AVAILABLE DATA:
┄┄┄┄┄┄┄┄┄┄

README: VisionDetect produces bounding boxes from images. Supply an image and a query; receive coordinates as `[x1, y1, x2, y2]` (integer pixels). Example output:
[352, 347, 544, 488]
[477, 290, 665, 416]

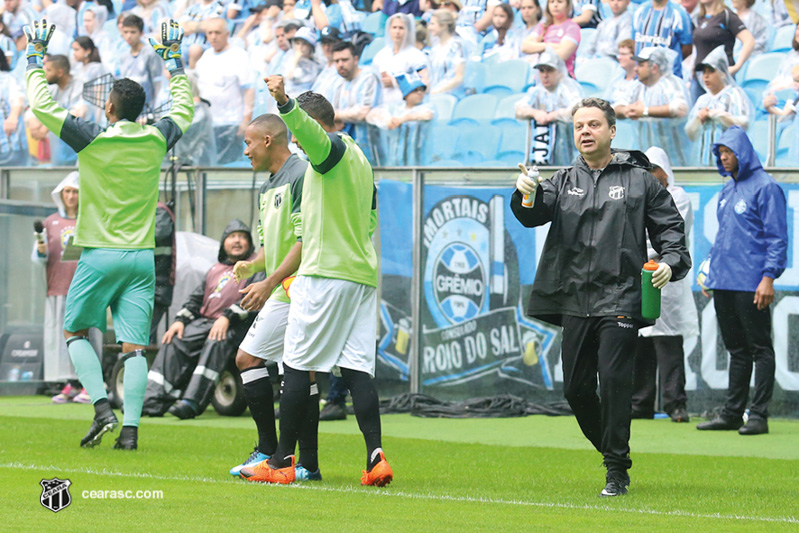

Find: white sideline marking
[0, 462, 799, 524]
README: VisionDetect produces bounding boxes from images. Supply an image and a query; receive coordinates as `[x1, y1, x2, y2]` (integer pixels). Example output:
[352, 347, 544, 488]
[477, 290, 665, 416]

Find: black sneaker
[738, 417, 768, 435]
[80, 413, 119, 448]
[319, 402, 347, 421]
[599, 471, 630, 498]
[696, 415, 744, 431]
[168, 400, 197, 420]
[669, 407, 691, 422]
[114, 426, 139, 450]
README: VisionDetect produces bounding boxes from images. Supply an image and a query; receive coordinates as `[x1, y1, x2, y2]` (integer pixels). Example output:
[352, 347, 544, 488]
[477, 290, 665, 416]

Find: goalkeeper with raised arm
[24, 20, 194, 450]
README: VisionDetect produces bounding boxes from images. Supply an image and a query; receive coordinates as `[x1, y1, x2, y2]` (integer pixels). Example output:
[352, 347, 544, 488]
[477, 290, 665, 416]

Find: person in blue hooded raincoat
[697, 126, 788, 435]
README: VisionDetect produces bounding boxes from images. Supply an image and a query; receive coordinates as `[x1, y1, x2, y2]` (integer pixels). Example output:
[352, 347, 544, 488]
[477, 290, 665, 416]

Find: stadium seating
[430, 94, 458, 123]
[454, 125, 500, 166]
[450, 94, 497, 125]
[577, 28, 596, 58]
[743, 52, 785, 83]
[612, 120, 638, 149]
[497, 150, 528, 164]
[741, 79, 768, 108]
[361, 11, 388, 37]
[430, 123, 458, 161]
[574, 57, 621, 92]
[774, 124, 796, 163]
[580, 81, 604, 96]
[358, 37, 386, 66]
[483, 59, 530, 97]
[463, 61, 486, 94]
[746, 119, 769, 164]
[494, 93, 526, 123]
[769, 24, 796, 52]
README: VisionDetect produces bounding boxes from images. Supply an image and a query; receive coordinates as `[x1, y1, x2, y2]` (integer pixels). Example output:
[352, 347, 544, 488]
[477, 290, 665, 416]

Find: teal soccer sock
[122, 350, 147, 427]
[67, 337, 107, 403]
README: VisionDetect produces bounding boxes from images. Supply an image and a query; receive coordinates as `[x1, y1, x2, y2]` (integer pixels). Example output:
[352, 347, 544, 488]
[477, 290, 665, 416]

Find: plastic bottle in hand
[519, 163, 541, 209]
[641, 260, 660, 320]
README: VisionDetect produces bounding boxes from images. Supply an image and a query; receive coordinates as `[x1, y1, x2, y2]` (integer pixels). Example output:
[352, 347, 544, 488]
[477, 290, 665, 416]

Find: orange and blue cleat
[361, 452, 394, 487]
[239, 455, 295, 485]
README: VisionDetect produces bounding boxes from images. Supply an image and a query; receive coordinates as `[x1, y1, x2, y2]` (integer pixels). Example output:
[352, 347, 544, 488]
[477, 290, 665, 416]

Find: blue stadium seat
[358, 37, 386, 67]
[494, 93, 526, 122]
[450, 94, 497, 124]
[497, 150, 527, 164]
[479, 159, 510, 168]
[430, 94, 458, 123]
[744, 52, 785, 83]
[580, 81, 604, 96]
[777, 124, 794, 155]
[430, 122, 458, 161]
[612, 120, 638, 150]
[741, 79, 768, 108]
[498, 121, 527, 154]
[463, 61, 486, 94]
[577, 28, 596, 57]
[746, 120, 769, 164]
[574, 57, 621, 92]
[361, 11, 388, 37]
[454, 125, 500, 162]
[483, 59, 530, 97]
[769, 24, 796, 52]
[483, 85, 513, 100]
[430, 159, 463, 168]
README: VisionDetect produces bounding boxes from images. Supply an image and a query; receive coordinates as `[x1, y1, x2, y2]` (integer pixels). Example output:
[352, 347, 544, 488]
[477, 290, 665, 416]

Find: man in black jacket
[511, 98, 691, 496]
[142, 220, 264, 419]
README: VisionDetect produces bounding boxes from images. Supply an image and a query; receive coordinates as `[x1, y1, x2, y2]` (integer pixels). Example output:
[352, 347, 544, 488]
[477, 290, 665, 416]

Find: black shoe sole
[80, 421, 119, 448]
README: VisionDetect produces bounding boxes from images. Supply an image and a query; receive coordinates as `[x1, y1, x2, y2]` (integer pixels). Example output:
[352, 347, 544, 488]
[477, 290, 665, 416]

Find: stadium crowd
[0, 0, 799, 167]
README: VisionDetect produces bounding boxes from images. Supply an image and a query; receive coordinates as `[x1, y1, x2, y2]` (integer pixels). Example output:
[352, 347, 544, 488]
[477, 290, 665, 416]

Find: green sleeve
[25, 66, 103, 152]
[167, 74, 194, 133]
[25, 68, 69, 137]
[278, 99, 347, 174]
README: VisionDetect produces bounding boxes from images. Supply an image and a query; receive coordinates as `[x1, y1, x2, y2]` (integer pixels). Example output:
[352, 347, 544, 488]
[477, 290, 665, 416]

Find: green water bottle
[641, 259, 660, 320]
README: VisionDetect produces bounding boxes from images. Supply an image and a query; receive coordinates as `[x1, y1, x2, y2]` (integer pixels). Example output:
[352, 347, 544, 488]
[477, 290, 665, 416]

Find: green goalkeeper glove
[22, 19, 55, 68]
[150, 19, 183, 76]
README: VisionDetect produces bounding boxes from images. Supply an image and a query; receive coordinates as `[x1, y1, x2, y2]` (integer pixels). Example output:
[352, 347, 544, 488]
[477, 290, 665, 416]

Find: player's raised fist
[150, 19, 183, 74]
[264, 75, 289, 105]
[22, 19, 55, 67]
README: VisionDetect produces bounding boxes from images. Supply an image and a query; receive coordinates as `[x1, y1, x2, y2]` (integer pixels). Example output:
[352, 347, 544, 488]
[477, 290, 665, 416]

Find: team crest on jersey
[61, 226, 75, 250]
[39, 477, 72, 513]
[214, 272, 233, 294]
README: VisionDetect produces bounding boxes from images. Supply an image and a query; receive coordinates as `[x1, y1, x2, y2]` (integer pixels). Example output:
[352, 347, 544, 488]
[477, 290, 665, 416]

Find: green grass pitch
[0, 396, 799, 533]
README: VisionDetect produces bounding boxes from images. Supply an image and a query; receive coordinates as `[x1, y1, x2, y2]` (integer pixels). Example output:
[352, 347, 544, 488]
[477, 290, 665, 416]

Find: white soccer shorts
[239, 298, 294, 363]
[283, 276, 377, 377]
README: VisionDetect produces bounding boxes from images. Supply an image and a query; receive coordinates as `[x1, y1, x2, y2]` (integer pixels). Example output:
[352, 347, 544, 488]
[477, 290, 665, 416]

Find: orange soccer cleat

┄┄┄┄┄┄┄┄┄┄

INSTRUCTIONS TO FOLLOW: Retype all of the lines above exactly, and leave the pictures out of your copy.

THE COMPLETED TASK:
README: VisionDetect produces bounding boxes from images. Supply an image and a query; receive coordinates as `[x1, y1, x2, y2]` (integer pixels). Example output:
[352, 347, 544, 488]
[477, 290, 665, 416]


Find: white sideline marking
[0, 462, 799, 524]
README: VisionDetect produces bounding boxes from images. Supply an image and a query; receive coordinates as `[x1, y1, x2, y2]` (integer pixels). Example output:
[352, 347, 544, 488]
[477, 290, 665, 416]

Find: black sneaker
[738, 417, 768, 435]
[80, 413, 119, 448]
[319, 402, 347, 421]
[599, 471, 630, 498]
[696, 415, 744, 431]
[168, 400, 197, 420]
[669, 407, 691, 422]
[114, 426, 139, 450]
README: VisionDetect produces bounding boxes from images. Supply an image and a query; receive coordinates as `[x1, y1, x2, y2]` (integer pixels). Example output:
[352, 347, 544, 488]
[477, 290, 665, 416]

Find: goalkeeper with raised arm
[24, 20, 194, 450]
README: VisionDetect produces bounding boxes from images. Supply an image and a query; receive coordinates as `[x1, y1, x2, y2]` (integer pixels). Example output:
[352, 347, 544, 488]
[477, 290, 665, 416]

Find: person in blue hooded raincoat
[697, 126, 788, 435]
README: VisionDetect produces bounding boxes from images. Supply an image and a query; receive coordinates as `[x1, y1, x2, y2]` (integer pixels). Example output:
[352, 347, 544, 488]
[477, 290, 665, 416]

Find: stadium seating
[430, 94, 458, 123]
[454, 125, 500, 166]
[450, 94, 497, 125]
[577, 28, 596, 58]
[743, 52, 785, 83]
[612, 120, 638, 149]
[497, 150, 528, 164]
[741, 79, 768, 108]
[361, 11, 388, 37]
[430, 123, 458, 161]
[574, 57, 621, 92]
[774, 124, 796, 163]
[580, 81, 604, 96]
[358, 37, 386, 66]
[483, 59, 530, 97]
[463, 61, 486, 94]
[746, 119, 769, 164]
[494, 93, 526, 123]
[769, 24, 796, 52]
README: VisionDetect produces bounding boxes from images. Supply an image and a query; receive coordinates as `[x1, y1, x2, y2]` (integer pixels). Example output:
[352, 347, 544, 488]
[477, 290, 665, 416]

Find: teal soccer sock
[122, 350, 147, 427]
[67, 337, 107, 403]
README: VisionDetect produces bounding boxes from images. Supply an image and a query; receive coordinates as `[x1, y1, x2, y2]` (integer pixels). Example output:
[352, 347, 544, 488]
[477, 290, 665, 416]

Find: plastic bottle in hand
[519, 163, 541, 209]
[641, 260, 660, 320]
README: VisionDetect produces bounding boxes from images. Supply an image and a query; receive coordinates as `[x1, y1, x2, y2]` (integer pixels). Example output:
[352, 347, 544, 488]
[477, 290, 665, 416]

Find: orange and blue cleat
[361, 452, 394, 487]
[239, 455, 295, 485]
README: VisionDetect produces bounding boxes from images. Supply an image and a query; receive coordinates as `[x1, y1, x2, y2]` (integer pixels). Example output:
[352, 347, 544, 488]
[477, 290, 665, 416]

Find: blue stadium seat
[358, 37, 386, 67]
[494, 93, 526, 122]
[450, 94, 497, 124]
[497, 150, 527, 164]
[479, 159, 510, 168]
[430, 94, 458, 123]
[744, 52, 785, 83]
[580, 81, 604, 96]
[777, 124, 794, 155]
[430, 122, 458, 161]
[612, 120, 638, 150]
[741, 79, 768, 108]
[498, 121, 527, 154]
[463, 61, 486, 94]
[577, 28, 596, 57]
[746, 120, 769, 164]
[574, 57, 621, 92]
[361, 11, 388, 37]
[454, 125, 500, 162]
[483, 59, 530, 97]
[769, 24, 796, 52]
[483, 85, 513, 100]
[430, 159, 463, 168]
README: VisionDetect produces bounding boxes from images. Supply an image and a query; receive coordinates as `[x1, y1, x2, y2]` (integer pixels). Example output:
[352, 347, 544, 488]
[477, 290, 665, 416]

Find: man in black jacket
[511, 98, 691, 496]
[142, 220, 264, 419]
README: VisionDetect produces bounding boxes from images. Supply an image and a query; receive coordinates as `[x1, y1, x2, y2]` (integer pixels). Example output:
[352, 347, 544, 488]
[477, 290, 665, 416]

Find: black shoe sole
[80, 421, 119, 448]
README: VisionDetect produces bounding boxes from images. Supply an image and a query; receive coordinates as `[x1, y1, x2, y2]` (integer pixels). Example output:
[352, 347, 544, 488]
[477, 290, 665, 416]

Find: stadium crowd
[0, 0, 799, 167]
README: VisionDetect produces bounding boxes from images. Supply an image and a query; receive coordinates as `[x1, y1, x2, y2]` (integer pixels). Example output:
[352, 347, 544, 488]
[477, 290, 665, 416]

Find: green sleeve
[25, 66, 103, 152]
[167, 74, 194, 133]
[25, 68, 69, 137]
[278, 99, 347, 174]
README: VisionDetect produces bounding boxes from images. Supply an image and a query; receive coordinates as `[x1, y1, x2, y2]` (integer pixels). Example output:
[352, 347, 544, 488]
[477, 290, 665, 416]

Find: green water bottle
[641, 259, 660, 320]
README: VisionDetect produces bounding boxes from images. Supply an image and a query; receive coordinates as `[x1, y1, x2, y2]` (integer pixels). Example output:
[352, 347, 544, 488]
[477, 290, 665, 416]

Find: green goalkeeper glove
[22, 19, 55, 68]
[150, 19, 183, 76]
README: VisionDetect produces bounding boxes from images. Supply an image and a query; receive coordinates as `[x1, y1, x2, y2]` (integer pixels). Example output:
[352, 347, 544, 488]
[477, 290, 665, 416]

Find: player's raised fist
[150, 19, 183, 74]
[264, 75, 289, 105]
[22, 19, 55, 67]
README: VisionDetect produces bounding boxes from images. Supply an image and a query; receive coordinates as `[x1, y1, x2, y2]` (integer pixels). Example output:
[352, 347, 544, 488]
[477, 290, 665, 416]

Find: team crest on jersey
[61, 226, 75, 250]
[39, 477, 72, 513]
[214, 272, 233, 294]
README: VisionDetect produces bounding boxes from images. Supply an image and a query; receive coordinates as `[x1, y1, x2, y2]` (integer pixels). Example output:
[352, 347, 544, 488]
[477, 290, 665, 416]

Find: green grass pitch
[0, 396, 799, 533]
README: VisionDetect produces bounding boxes from images. Supply an image and a query; receive coordinates as `[x1, y1, x2, y2]` (integer pixels). Example output:
[352, 347, 544, 488]
[477, 290, 665, 416]

Find: white soccer shorts
[239, 298, 294, 363]
[283, 276, 377, 377]
README: VisionDetect produces bounding boxes from images. Supply an image and a query; receive coordinates as `[x1, y1, x2, y2]` (integer pixels). Example output:
[352, 347, 544, 488]
[477, 290, 665, 416]

Find: orange soccer cleat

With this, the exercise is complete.